▶ **DO THIS**: Copy out all the entries word for word.

▶ **THE DATA**:
++++++++++

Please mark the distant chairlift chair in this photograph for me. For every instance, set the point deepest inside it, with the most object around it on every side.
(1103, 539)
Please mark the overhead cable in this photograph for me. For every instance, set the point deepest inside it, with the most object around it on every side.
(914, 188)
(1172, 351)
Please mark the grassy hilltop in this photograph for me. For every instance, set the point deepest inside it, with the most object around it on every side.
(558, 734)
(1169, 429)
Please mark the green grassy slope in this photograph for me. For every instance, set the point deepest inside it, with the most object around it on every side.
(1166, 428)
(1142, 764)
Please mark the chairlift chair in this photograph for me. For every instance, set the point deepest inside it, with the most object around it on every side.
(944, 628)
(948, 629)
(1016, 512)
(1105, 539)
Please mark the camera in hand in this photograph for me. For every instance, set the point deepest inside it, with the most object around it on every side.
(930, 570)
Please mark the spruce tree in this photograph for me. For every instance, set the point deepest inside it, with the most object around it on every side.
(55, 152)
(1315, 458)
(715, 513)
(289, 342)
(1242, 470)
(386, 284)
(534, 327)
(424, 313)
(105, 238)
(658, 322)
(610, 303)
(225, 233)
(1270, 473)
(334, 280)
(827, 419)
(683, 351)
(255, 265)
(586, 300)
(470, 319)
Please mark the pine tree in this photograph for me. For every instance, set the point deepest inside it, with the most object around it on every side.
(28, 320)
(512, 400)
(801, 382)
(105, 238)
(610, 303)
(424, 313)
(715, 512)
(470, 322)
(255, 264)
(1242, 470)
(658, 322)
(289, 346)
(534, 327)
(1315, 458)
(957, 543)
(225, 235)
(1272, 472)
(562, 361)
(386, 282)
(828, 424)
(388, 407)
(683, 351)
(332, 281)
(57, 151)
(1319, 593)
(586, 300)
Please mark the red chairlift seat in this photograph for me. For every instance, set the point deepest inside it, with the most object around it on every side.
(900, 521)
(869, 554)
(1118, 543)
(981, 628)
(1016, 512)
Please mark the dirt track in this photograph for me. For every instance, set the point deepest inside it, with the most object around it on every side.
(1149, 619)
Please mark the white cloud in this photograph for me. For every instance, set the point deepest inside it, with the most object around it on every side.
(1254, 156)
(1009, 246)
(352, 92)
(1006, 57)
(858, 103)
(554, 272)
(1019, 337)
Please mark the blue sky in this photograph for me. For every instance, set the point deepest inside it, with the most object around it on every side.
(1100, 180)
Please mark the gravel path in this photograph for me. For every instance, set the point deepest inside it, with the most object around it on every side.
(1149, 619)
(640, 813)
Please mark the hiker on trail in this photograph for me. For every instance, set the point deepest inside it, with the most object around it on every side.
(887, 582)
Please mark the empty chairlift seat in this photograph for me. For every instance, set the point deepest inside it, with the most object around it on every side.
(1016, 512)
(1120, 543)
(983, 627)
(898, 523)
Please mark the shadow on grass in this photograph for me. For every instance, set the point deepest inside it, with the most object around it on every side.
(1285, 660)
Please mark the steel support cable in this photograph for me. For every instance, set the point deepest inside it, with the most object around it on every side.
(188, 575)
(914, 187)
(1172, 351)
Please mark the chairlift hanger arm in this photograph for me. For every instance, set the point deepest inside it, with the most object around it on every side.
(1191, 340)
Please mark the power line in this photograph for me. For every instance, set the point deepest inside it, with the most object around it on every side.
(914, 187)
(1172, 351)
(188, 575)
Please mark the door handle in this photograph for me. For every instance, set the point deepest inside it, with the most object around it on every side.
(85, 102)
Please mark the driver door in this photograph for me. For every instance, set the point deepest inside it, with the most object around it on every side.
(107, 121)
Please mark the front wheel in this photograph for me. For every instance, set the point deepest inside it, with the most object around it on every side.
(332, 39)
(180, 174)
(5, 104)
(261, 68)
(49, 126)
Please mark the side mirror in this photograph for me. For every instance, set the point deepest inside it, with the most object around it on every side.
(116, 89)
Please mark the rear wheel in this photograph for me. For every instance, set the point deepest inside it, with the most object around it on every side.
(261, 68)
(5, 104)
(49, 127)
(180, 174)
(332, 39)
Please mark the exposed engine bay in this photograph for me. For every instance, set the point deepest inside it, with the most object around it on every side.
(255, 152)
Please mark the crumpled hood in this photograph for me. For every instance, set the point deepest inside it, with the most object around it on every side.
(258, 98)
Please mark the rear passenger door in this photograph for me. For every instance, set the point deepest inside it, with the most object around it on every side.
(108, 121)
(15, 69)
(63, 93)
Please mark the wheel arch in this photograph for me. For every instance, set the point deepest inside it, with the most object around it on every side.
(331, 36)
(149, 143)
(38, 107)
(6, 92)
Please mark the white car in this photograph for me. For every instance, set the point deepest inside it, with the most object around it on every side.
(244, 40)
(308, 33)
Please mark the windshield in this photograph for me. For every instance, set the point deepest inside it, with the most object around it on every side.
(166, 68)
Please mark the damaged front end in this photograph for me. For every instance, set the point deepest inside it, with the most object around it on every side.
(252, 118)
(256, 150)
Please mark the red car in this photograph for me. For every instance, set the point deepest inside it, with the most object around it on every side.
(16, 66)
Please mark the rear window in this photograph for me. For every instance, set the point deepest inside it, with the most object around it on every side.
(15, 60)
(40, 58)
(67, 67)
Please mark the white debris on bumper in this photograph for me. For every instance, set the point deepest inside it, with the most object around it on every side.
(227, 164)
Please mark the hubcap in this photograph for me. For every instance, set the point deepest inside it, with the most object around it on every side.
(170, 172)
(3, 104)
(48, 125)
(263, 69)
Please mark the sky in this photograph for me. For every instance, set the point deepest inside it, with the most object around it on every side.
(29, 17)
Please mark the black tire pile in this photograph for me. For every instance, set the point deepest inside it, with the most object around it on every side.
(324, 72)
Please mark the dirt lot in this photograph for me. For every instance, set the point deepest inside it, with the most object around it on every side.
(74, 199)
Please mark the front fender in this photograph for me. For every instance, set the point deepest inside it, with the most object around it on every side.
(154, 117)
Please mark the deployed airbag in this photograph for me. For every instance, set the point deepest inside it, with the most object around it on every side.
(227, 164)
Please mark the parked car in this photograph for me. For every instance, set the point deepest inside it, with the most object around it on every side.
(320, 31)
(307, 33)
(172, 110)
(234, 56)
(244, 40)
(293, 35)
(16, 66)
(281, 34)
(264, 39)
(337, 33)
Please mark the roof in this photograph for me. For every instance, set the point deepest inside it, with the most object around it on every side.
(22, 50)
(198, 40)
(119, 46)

++++++++++

▶ **EXERCISE ANSWER**:
Please mark the distant chairlift chair in this photograph for me. For every instance, set the point deepest inside it, with the most object around it on every side.
(1103, 539)
Please mark the overhead cable in this photograph for me. For every instance, set the point deepest inside it, with the most object around it on every side.
(914, 188)
(1172, 351)
Please mark the grassy hilltop in this photograph for me. For every instance, set the point deepest inside it, with the most object around it on every side.
(558, 734)
(1169, 429)
Please mark the green grassy slope in this photograph for me. For every instance, set the point deepest inside it, with the most object around it on every side.
(1166, 428)
(1142, 764)
Please mark the chairlift chair in this photograph for me. For every instance, set the point deepest inside it, with the most object around it on every side.
(944, 628)
(948, 629)
(1016, 512)
(1105, 539)
Please mark the camera in hand in this photograph for me. For every instance, set the point deepest inside it, with the most object around it on every side.
(930, 570)
Please mark the spruce tree in this photograph for me. For every instance, set the point deepest inside it, with the most object around it on every side.
(55, 152)
(1315, 458)
(715, 513)
(289, 342)
(1242, 470)
(386, 284)
(534, 327)
(424, 313)
(105, 238)
(658, 322)
(610, 303)
(225, 233)
(1270, 473)
(334, 280)
(827, 419)
(683, 351)
(255, 265)
(586, 300)
(470, 319)
Please mark the pine tree in this photograph for me. For every instance, set the point deepest inside it, with the most object around it on every side.
(28, 320)
(512, 400)
(801, 382)
(105, 238)
(610, 303)
(424, 313)
(715, 512)
(470, 322)
(255, 264)
(1242, 470)
(658, 322)
(289, 346)
(534, 327)
(1315, 458)
(957, 543)
(225, 235)
(1272, 472)
(562, 361)
(386, 282)
(828, 424)
(388, 407)
(683, 351)
(332, 281)
(57, 151)
(1319, 593)
(586, 300)
Please mark the red chairlift seat in this photograph for me. For every instance, set the point deepest inside it, with the most object around it on every side.
(900, 521)
(869, 554)
(1118, 543)
(981, 628)
(1016, 512)
Please mark the dirt track in this photograph for me. For every instance, set the point deepest inside it, with the most object around it on every side.
(1149, 619)
Please mark the white cloud in this photograph for me. For every instance, set the point deepest inside it, with the most object around it on every side.
(1254, 156)
(1009, 246)
(352, 92)
(1006, 57)
(858, 103)
(554, 272)
(1019, 337)
Please mark the blue sky in this photograph for me. For every instance, set the point deepest inside it, with the most object around it on every side.
(1100, 180)
Please mark the gravel path in this photograph for me. For every instance, set the point deepest inside it, with the most object around it on every side.
(1149, 619)
(640, 813)
Please mark the hiker on trail in this photograph for me. For every instance, set the point deepest inside it, with the most object around it on every side.
(887, 582)
Please mark the empty chairlift seat in this photograph for me. For every instance, set the point deepest inside it, with the most object around it on every side.
(1016, 512)
(1120, 543)
(983, 627)
(898, 523)
Please mark the shadow on grass in this photograph for me. For every instance, set the point deepest inside it, with the most object around it on every side.
(1285, 660)
Please mark the steel support cable in this photograph for me. For every instance, set the point deepest inside it, with the most object around it on every side.
(188, 575)
(914, 187)
(1172, 351)
Please mark the chairlift hanger arm in this photograph for me. For every instance, set the point deepest inside it, with the most object around it on every side.
(1191, 340)
Please mark the power line in this photograph for me. For every instance, set the point deepest inside it, with the most object around it on every side.
(914, 187)
(1172, 351)
(188, 575)
Please mark the door handle in this photograph for me. For every instance, set the point deepest inside it, with the most object around it on every side.
(85, 102)
Please mark the driver door in this photograph for me. For every instance, set the point deepest inside it, with the most object around it on every side.
(107, 121)
Please mark the front wheel in this photograph for me. For every instance, set the point deepest inside it, with the most object around it on every side.
(332, 39)
(180, 174)
(5, 104)
(261, 68)
(49, 126)
Please mark the side mirror in this photograph for me. For every instance, set the point deepest inside it, with the most object around it on every side.
(116, 89)
Please mark the rear wheel in this photograph for me. For every instance, set the point deepest inside it, with the most object around it on every side.
(261, 68)
(5, 104)
(49, 127)
(180, 174)
(332, 39)
Please mark the exposed engine bay in this photograph for me. For every instance, set the point deepest inside it, with the most object around it on every side.
(255, 152)
Please mark the crumpled hood in this photograph for me. For every instance, set the point deepest inside it, with the most object around it on every side.
(258, 98)
Please mark the rear passenger door in this photograph for me. For every instance, set the point deepest inside it, with the most object around it on every side.
(108, 121)
(15, 69)
(63, 93)
Please mark the wheel arch in this photograph for me. For every instance, set the point deepest inside it, with the most object around it on every side.
(331, 36)
(149, 143)
(38, 107)
(6, 92)
Please mark the white car in this photograph for me. For every instance, set the point deepest inside it, with the most object around it on every side.
(244, 40)
(308, 33)
Please mark the windshield in this photograph for me. For every instance, set the point deepest inside it, with the most object around it on every side.
(166, 68)
Please mark the damaged front end in this photograph for me. For every instance, set the point deepest inside it, with the most object around it on every side.
(252, 118)
(256, 150)
Please mark the red car in this photograph for me. For every instance, set the point deepest inside it, with the most object around it on every side.
(16, 66)
Please mark the rear window in this photograph for me. For every instance, set the point deepest inside it, with the most object around it on every side.
(15, 60)
(40, 58)
(67, 67)
Please mark the white debris on bumper in this photograph for me. For every instance, set the point deepest inside it, with the most object around it on every side.
(227, 164)
Please mark the hubcap in this photograph for me. For every instance, set the point deepest inside it, with the most object around it on every side.
(170, 172)
(3, 104)
(48, 125)
(263, 69)
Please mark the sky in this photograph for me. For every instance, set the point deepest inside it, with the most object around it on every side.
(29, 17)
Please mark the black tire pile in this photograph for me. For every instance, set the point deepest inside it, with the most object around it on every side.
(324, 72)
Please mark the dirt lot in this photograph for me. For every instance, set the point deepest inside it, with the most object around it on every side.
(74, 199)
Please mark the front fender in this photograph for me. For every instance, set the point deepest inside it, with the most object around it on every side.
(154, 117)
Please mark the deployed airbag in this photograph for me. For every instance, set the point deepest inside it, with the most object around it on every side.
(227, 164)
Please mark the parked car in this photograph for me. For every instance, set the point deepest inside it, with the most object around it on every side.
(320, 31)
(307, 33)
(172, 110)
(234, 56)
(244, 40)
(293, 35)
(16, 66)
(281, 34)
(264, 39)
(337, 33)
Please mark the roof in this photograph for me. For every instance, set the point deepest inside it, with the most object around it on every side.
(22, 50)
(198, 40)
(119, 46)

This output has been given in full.